§ Aim:
From the text on the gun T-shirt case below, print everything from "Under the First" down to "not expressive enough.", word for word.

§ Text section:
--------------------

The case involved two students, N.J. from Shattuck Middle School and A.L. from Kettle Moraine High School. N.J. is a gun enthusiast, a supporter of the Second Amendment, and a target shooter. He wore a Smith & Wesson T-shirt with an image of a handgun to school. School officials made him cover up the shirt.

 

A.L., also a gun enthusiast and Second Amendment supporter, wore a T-shirt with the message “Wisconsin Carry, Inc.” that included an image of a handgun. School officials told him he could not wear clothing with images of firearms. Both schools had dress-code policies prohibiting the wearing of clothing with gun images.

 

The students, through their parents, filed federal lawsuits, seeking an injunction prohibiting school officials from enforcing the dress codes and allowing the students to wear such clothing. The suits were consolidated.

 

Shirts are speech

 

The school defendants initially argued that the First Amendment claims must fail because the T-shirts were not speech within the meaning of the First Amendment. They contended that images of firearms are not inherently expressive.

 

Under the First Amendment there are certain forms of expressive conduct that are not deemed expressive enough to merit First Amendment review. For example, a federal district court in New Mexico once ruled that the wearing of sagging pants was not expressive enough.

 

However, here, the district judge recognized that the T-shirts in question were a form of speech, writing that “[a] picture or image of a gun is by its very nature expressive.”

 

Tinker does not apply

 

The students argued that the applicable legal standard should come from the Supreme Court’s seminal student speech case, Tinker v. Des Moines Independent Community School District (1969). In that case, the Court ruled that public school officials in Iowa violated the First Amendment when they punished students for wearing black peace armbands, a form of passive political speech that did not substantially disrupt school activities.

--------------------

§ Information supplied:
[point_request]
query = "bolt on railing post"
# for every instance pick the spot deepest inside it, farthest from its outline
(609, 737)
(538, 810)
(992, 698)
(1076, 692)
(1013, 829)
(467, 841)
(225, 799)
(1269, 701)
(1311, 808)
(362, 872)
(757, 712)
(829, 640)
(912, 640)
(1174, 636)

--------------------

§ Solution for this task:
Under the First Amendment there are certain forms of expressive conduct that are not deemed expressive enough to merit First Amendment review. For example, a federal district court in New Mexico once ruled that the wearing of sagging pants was not expressive enough.